About this task: From the text on sympathetic control of the circulation, list every anatomical structure it names as the location of the nuclei, receptors, or afferent fibers it describes.

Text provided:
- Opening Delimiter -

Apart from being the principal mechanism for regulating arterial pressure in the short term, the sympathetic nervous system also controls the distribution of cardiac output to different vascular beds. The distribution pattern also varies according to the external stimuli or stresses imposed upon an animal. For example, hypoxia (signalled by peripheral chemoreceptors) elicits a pattern of changes in the activity of sympathetic nerves innervating various vascular beds which is different to that evoked by hypotension (signalled by arterial baroreceptors) (Jänig & McLachlan, 1992). Thus, central mechanisms can produce differentiated patterns of sympathetic activity, according to the particular stimulus.
Figure 1. Schematic diagram indicating short-term and long-term mechanisms that influence the sympathetic outflow to the heart and blood vessels.
Short-term (i.e. seconds to minutes) changes in sympathetic activity are triggered either reflexly from peripheral receptors, or as part of a centrally generated response (e.g. sympathetic changes that occur at the onset of exercise). Furthermore, long-term changes (i.e. over hours or days or even longer periods) can also be evoked by various stimuli. Long-term changes also accompany certain disease states, such as heart failure. Whatever the source of the stimulus evoking changes in sympathetic activity, the neural substrate generating these changes include nuclei in the hypothalamus and/or medulla (Fig. 1). This article will briefly consider the different types of central regulatory mechanisms that control the sympathetic outflow to the cardiovascular system in the short and long term.
Short term feedback regulation
Various external disturbances, if not compensated for, may threaten cardiovascular homeostasis. Common examples of such disturbances is a postural change which reduces venous return, or increased skeletal muscle activity, which induces vasodilation. These effects in turn result in a fall in arterial pressure, which if not compensated for may result in an inadequate perfusion pressure (and thus oxygen delivery) for vital organs such as the brain and heart which have little capacity for anaerobic metabolism. The major compensatory reflex mechanism that responds to such changes in arterial pressure is the baroreceptor reflex.
The arterial baroreceptors are located in the walls of the carotid sinus and aortic arch, and are the terminals of afferent fibres that run in the glossopharyngeal and vagal nerves. Their adequate stimulus is stretch, and they signal changes in arterial pressure over a wide range, from approximately 50-150 mmHg (Kirchheim, 1976).

- Closing Delimiter -

Information provided:
- Opening Delimiter -

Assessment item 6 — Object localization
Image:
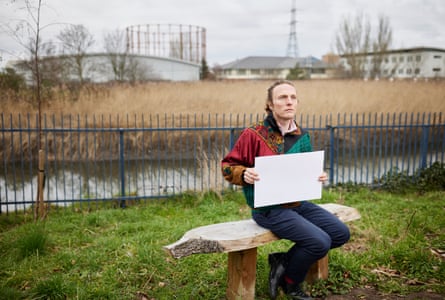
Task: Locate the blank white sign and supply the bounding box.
[254,151,324,207]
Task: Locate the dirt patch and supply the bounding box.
[316,288,445,300]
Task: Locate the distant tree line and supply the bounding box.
[335,13,393,78]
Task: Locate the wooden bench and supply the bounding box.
[164,203,361,300]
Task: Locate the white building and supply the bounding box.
[216,56,334,79]
[341,47,445,79]
[7,54,201,83]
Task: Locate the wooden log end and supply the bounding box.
[164,238,224,258]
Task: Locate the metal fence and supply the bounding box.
[0,113,445,213]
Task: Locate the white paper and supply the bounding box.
[254,151,324,207]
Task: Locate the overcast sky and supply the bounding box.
[0,0,445,66]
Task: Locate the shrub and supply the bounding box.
[375,162,445,194]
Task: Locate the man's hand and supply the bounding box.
[318,172,328,183]
[243,168,260,184]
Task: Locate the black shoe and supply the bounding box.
[269,252,286,299]
[283,283,312,300]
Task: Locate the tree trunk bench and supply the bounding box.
[164,203,361,300]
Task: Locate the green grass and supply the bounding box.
[0,187,445,299]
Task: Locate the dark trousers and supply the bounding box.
[252,201,350,283]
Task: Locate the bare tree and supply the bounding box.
[371,15,392,77]
[335,14,371,77]
[104,29,130,82]
[57,25,94,84]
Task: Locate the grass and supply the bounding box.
[0,80,445,127]
[0,186,445,299]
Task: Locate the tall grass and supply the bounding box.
[0,80,445,126]
[0,187,445,299]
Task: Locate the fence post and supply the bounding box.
[326,125,336,185]
[419,125,430,169]
[119,128,125,208]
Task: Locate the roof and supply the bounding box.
[221,56,326,70]
[340,47,445,57]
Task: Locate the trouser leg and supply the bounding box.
[253,202,349,283]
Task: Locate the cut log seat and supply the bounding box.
[164,203,361,299]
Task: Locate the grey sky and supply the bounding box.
[0,0,445,66]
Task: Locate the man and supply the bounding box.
[221,80,350,300]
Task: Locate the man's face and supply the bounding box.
[269,84,298,121]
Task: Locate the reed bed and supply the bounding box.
[0,80,445,160]
[0,80,445,127]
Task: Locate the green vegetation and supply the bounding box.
[0,185,445,299]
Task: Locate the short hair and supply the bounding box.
[264,79,295,113]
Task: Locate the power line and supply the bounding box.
[286,0,298,57]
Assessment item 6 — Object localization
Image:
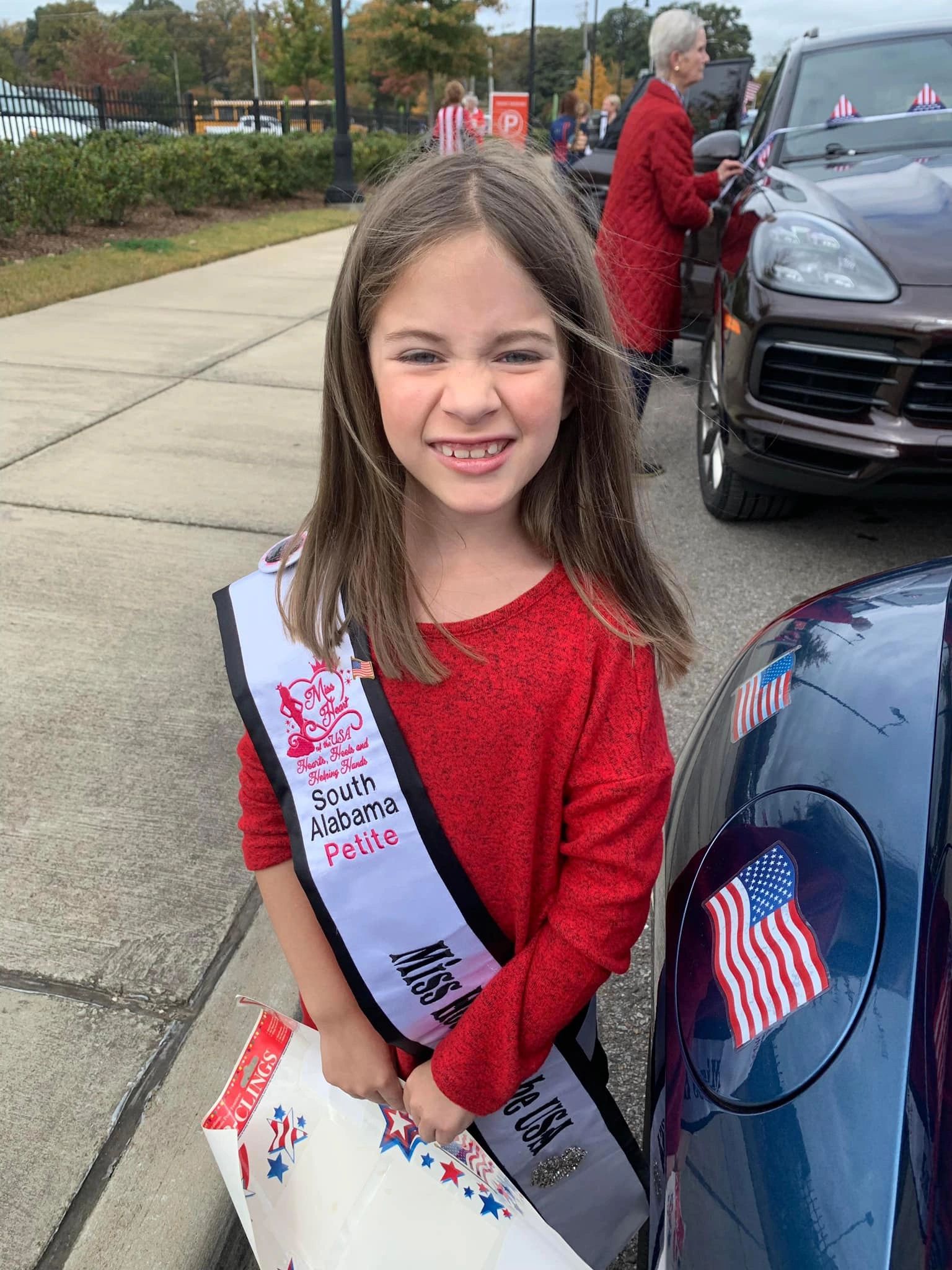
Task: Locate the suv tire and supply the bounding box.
[697,330,801,521]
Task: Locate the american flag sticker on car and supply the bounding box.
[705,842,830,1049]
[731,647,797,740]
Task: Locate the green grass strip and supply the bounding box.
[0,207,359,318]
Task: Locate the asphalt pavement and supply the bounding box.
[0,231,952,1270]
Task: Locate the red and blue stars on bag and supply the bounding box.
[379,1106,519,1220]
[268,1106,307,1183]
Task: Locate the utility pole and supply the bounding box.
[615,0,630,97]
[580,0,591,75]
[529,0,536,127]
[324,0,363,203]
[249,9,262,97]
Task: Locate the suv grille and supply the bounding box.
[751,339,897,419]
[906,349,952,428]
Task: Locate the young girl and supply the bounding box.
[433,80,471,155]
[216,143,690,1266]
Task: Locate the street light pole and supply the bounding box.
[324,0,363,203]
[249,9,262,97]
[529,0,536,127]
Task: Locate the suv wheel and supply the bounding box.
[697,333,800,521]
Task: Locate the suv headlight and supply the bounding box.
[750,212,899,301]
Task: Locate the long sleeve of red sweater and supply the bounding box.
[647,112,720,230]
[433,641,672,1115]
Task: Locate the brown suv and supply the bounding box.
[683,23,952,520]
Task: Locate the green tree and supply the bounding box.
[598,4,651,84]
[192,0,244,97]
[0,22,27,82]
[493,27,583,118]
[350,0,500,123]
[265,0,333,98]
[61,22,149,90]
[23,0,104,81]
[117,0,202,97]
[659,0,750,61]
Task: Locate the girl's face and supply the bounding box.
[369,231,570,520]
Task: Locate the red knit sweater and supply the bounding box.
[239,566,672,1115]
[596,80,721,353]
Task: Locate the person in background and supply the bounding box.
[569,99,591,164]
[433,80,469,155]
[464,93,486,144]
[597,9,743,475]
[549,93,579,167]
[598,93,622,141]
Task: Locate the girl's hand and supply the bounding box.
[717,159,744,185]
[320,1010,403,1111]
[403,1063,476,1147]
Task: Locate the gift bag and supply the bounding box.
[203,998,585,1270]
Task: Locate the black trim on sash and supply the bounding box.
[348,621,649,1195]
[555,1030,649,1197]
[212,587,433,1058]
[348,621,515,965]
[213,587,649,1202]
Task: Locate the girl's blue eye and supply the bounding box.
[400,348,446,366]
[501,349,539,366]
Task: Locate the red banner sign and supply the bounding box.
[488,93,529,146]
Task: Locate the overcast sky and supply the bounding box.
[487,0,952,69]
[0,0,952,68]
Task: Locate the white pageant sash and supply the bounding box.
[214,553,647,1268]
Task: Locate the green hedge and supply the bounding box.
[0,132,407,235]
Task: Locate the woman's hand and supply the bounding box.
[403,1063,476,1147]
[717,159,744,185]
[320,1010,403,1111]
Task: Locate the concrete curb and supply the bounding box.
[61,909,297,1270]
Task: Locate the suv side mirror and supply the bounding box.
[693,128,743,171]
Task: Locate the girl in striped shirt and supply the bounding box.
[433,80,470,155]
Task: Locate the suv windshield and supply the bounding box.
[783,32,952,161]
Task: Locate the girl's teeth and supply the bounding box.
[439,441,505,458]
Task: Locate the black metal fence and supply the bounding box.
[0,79,426,143]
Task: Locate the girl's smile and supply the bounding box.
[369,231,569,527]
[428,437,513,476]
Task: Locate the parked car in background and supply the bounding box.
[569,57,754,233]
[23,84,99,128]
[0,80,89,144]
[646,559,952,1270]
[205,114,284,137]
[682,23,952,520]
[107,120,179,137]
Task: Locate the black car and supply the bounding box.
[570,57,754,233]
[683,22,952,521]
[647,559,952,1270]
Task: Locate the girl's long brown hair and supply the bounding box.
[278,142,692,683]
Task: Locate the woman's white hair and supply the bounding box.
[647,9,705,76]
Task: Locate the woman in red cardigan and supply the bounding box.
[598,9,741,473]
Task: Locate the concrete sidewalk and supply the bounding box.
[0,230,349,1270]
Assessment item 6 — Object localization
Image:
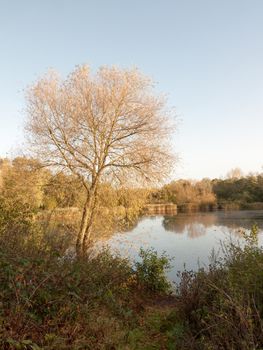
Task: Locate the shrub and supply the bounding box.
[174,226,263,350]
[135,248,174,293]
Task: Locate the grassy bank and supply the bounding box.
[0,197,263,350]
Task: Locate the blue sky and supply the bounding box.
[0,0,263,178]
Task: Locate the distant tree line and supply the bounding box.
[149,169,263,211]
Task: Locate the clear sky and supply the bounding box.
[0,0,263,178]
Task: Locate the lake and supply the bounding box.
[107,210,263,281]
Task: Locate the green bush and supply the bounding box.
[135,248,171,293]
[174,226,263,350]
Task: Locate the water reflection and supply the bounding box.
[107,211,263,280]
[162,211,263,238]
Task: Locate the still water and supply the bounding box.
[107,210,263,281]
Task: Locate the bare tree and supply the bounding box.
[26,65,174,254]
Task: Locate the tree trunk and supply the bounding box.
[76,185,97,257]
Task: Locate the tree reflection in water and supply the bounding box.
[162,211,263,238]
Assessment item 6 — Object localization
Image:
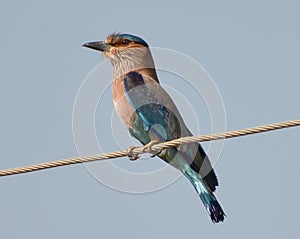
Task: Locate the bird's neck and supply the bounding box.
[110,48,158,82]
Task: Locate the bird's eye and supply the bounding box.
[121,40,129,45]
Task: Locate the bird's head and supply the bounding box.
[83,33,154,75]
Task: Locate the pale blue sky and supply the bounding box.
[0,0,300,239]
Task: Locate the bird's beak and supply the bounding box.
[82,41,110,52]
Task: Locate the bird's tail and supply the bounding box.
[184,170,226,223]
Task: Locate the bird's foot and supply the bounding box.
[142,140,161,157]
[127,146,140,161]
[127,140,161,161]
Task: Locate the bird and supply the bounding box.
[83,33,226,223]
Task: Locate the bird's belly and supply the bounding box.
[112,80,135,128]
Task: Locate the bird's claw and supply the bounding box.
[127,140,161,161]
[127,146,140,161]
[142,140,160,158]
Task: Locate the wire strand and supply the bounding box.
[0,119,300,177]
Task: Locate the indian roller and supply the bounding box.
[83,33,225,223]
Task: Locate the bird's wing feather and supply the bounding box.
[124,71,218,191]
[124,72,180,141]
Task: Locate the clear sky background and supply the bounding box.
[0,0,300,239]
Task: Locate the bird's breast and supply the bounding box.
[112,78,135,128]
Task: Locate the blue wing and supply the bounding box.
[124,72,181,144]
[124,71,218,191]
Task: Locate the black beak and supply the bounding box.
[82,41,110,52]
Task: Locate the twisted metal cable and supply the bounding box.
[0,119,300,177]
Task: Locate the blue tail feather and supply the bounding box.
[184,169,226,223]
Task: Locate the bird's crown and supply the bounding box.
[105,33,149,47]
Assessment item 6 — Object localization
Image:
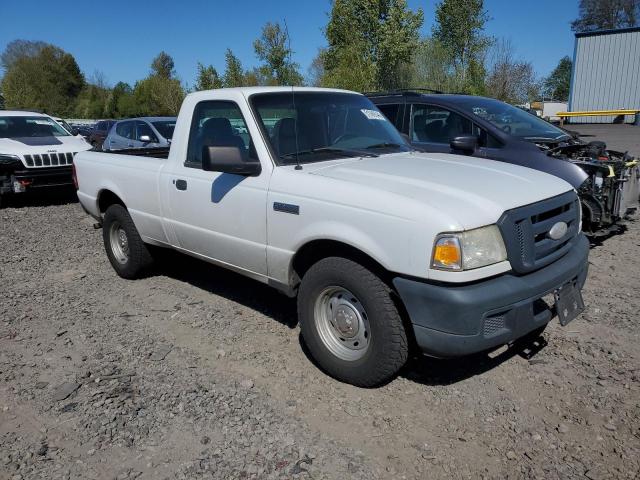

- Closing Delimiter -

Solution for this task:
- Hypothalamus
- Medulla
- Carotid sinus
- Aortic arch
- Glossopharyngeal nerve
- Vagal nerve